CONSIGNE 1 —
Répondez à ces questions à partir de l'extrait sur le Baroque :
(a) Quelle étymologie du mot Baroque le texte présente-t-il comme la plus connue, et que signifie-t-elle ?
(b) Que reste-t-il aujourd'hui de la salle de classe, selon le texte ?
(c) Vers quelle époque le texte situe-t-il l'écroulement des repères qui avaient permis de comprendre le monde ?
CONSIGNE 2 — Poursuivez l'extrait sur le Baroque à partir de sa dernière phrase.

EXTRAIT DE PAGE —
13Subrepticement émancipé de ses préjudiciables origines, lavé de toute trace de manipulation idéologique, le classicisme fait aujourd’hui figure de concept neutre et l’on n’éprouve par conséquent nul besoin de l’énoncer dans des préambules visant à le légitimer. Si le Baroque conserve la bizarrerie que lui confère la plus connue de ses étymologies : barroco, perle irrégulière, donc présumée inférieure, l’odeur malséante du professeur de rhétorique à laquelle renvoyait classique s’est dissipée. De la salle de classe il ne reste plus aujourd’hui que… la classe, i. e. le chic et l’élégance.
III. L’épistémè baroque
14Quelle que soit la dénomination choisie, il faut en tout cas la problématiser. C’est-à-dire qu’il convient d’instaurer une distance critique permettant de se déprendre de son apparente naturalité. Pour ce faire deux opérations complémentaires de dévoilement s’imposent : d’une part il importe de révéler le caractère nécessairement factice des périodisations que l’histoire littéraire impose en faisant correspondre à des faits concrets des concepts abstraits. Prétendant lier les mots et les choses, cette pratique est éminemment cosmétique et masque la disparité des faits à travers un discours émollient qui les rend éminemment présentables, et cela au double sens du terme ; et, d’autre part, il faut également divulguer les mécanismes qui ont contribué à la promotion ou, cela va en général de pair, à la relégation de telle ou telle catégorie. L’on mesure ainsi que ce que l’on tient souvent comme parfaitement établi ne résulte en fait que de procédures de valorisation et d’exclusion. Ces mécanismes ont donné lieu à des catégories contingentes, non absolues, et par conséquent éminemment contestables et contournables. Travail généalogique au sens nietzschéen du terme (wirkliche Historie) qui s’intéresse beaucoup moins aux valeurs de l’origine qu’à l’origine des valeurs.
15Émancipé, je l’ai dit, de critères strictement formels ou thématiques, mon Baroque relève beaucoup moins de l’esthétique que du philosophique. Il est indissociable, à la fois, de l’écroulement, vers la fin du xvie siècle, des repères qui avaient permis de comprendre le monde, et de l’émergence de la science moderne qui relègue au magasin des vieilleries les paradigmes épistémiques sur lesquels s’étaient constitués les transcendantaux du Moyen Âge et le savoir hermétique de la Renaissance. Sinon la fin du monde, le Baroque marque en tout cas la fin d’un monde. Déterminé, dirait Hannah Arendt, « par des choses qui ne sont plus et par des choses qui ne sont pas encore62 », pris entre des certitudes passées qui se délitent dans « un moment où tout est mis sens dessus dessous63 » et un avenir imprévisible, ce Baroque est caractéristique du pli d’une civilisation en crise et d’un théâtre d’enjeux anthropologiques considérables où, insensiblement mais inexorablement, on passe, pour emprunter encore à Michel de Certeau, « d’une organisation religieuse à une éthique politique64 ».

DONNÉES —
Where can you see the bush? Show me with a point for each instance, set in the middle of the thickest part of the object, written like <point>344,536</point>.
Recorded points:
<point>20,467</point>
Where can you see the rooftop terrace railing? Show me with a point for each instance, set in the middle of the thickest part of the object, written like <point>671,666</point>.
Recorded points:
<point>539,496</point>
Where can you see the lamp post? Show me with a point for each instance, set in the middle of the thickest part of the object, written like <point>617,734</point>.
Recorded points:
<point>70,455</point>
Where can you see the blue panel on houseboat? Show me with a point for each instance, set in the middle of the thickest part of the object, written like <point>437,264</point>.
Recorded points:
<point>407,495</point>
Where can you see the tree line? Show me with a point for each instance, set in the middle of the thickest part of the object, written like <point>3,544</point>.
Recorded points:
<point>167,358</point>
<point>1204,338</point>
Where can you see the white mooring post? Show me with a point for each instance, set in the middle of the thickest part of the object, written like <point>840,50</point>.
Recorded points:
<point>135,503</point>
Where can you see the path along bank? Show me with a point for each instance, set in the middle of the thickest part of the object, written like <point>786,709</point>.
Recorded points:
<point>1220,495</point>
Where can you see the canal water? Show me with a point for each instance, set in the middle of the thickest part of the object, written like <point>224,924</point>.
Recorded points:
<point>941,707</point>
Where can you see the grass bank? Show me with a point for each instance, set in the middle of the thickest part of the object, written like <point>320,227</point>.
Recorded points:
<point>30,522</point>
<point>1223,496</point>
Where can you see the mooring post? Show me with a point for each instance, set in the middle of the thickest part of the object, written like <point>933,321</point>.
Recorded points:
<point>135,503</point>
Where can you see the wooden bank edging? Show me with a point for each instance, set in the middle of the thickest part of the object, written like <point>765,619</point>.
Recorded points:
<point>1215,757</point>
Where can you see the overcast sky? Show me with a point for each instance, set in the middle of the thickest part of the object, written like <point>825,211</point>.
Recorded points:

RÉPONSE 1 —
(a) Barroco, qui désigne une perle irrégulière.
(b) La classe, c'est-à-dire le chic et l'élégance.
(c) Vers la fin du XVIe siècle.

RÉPONSE 2 —
16C’est dans cette « brèche entre le passé et le futur » (Arendt), au cours d’une époque détraquée – « Quite out of joint », ainsi que renchérit John Donne sur Hamlet dans son Anatomy of the World (1610) avant de préciser que tout est en pièces et a versé dans l’incohérence : « ‘Tis all in pieces, all coherence gone65 » – que la terre et l’individu vont devoir définitivement renoncer à leur place au centre de l’univers. Sous le regard équivoque d’un Dieu caché et irrémédiablement muet dans l’infini du cosmos où l’a consigné la science moderne, l’individu baroque, ne pouvant plus s’adosser à un ordre transcendantal de quelque nature qu’il soit, n’aura d’autre alternative que celle de fonder un nouvel ordre en donnant libre cours à son imaginaire, à ses désirs et à son ingéniosité. En fait, c’est lorsque l’individu aura de moins en moins de raisons de croire indubitablement en Dieu qu’il pourra croire absolument en l’Homme. Je propose de qualifier de baroque cette rupture métaphysique sans précédent qui conduira du théocentrisme à un anthropocentrisme revisité, marqué avant tout par l’émergence d’un sujet laïque favorisant la sécularisation d’une pensée éthique, d’une morale émancipée de la religion et d’une pratique politique radicalement nouvelle. Après que Dieu s’est retiré dans la coulisse de la scène du monde en cessant d’apparaître comme le principe indiscutable de toute autorité et le garant incontesté de la Loi, il incombera au Moi de s’approprier le Monde : d’en assurer la mise en scène, et non plus de se contenter de le déchiffrer. Du décryptage du liber mundi on passera à la mise en scène du theatrum mundi.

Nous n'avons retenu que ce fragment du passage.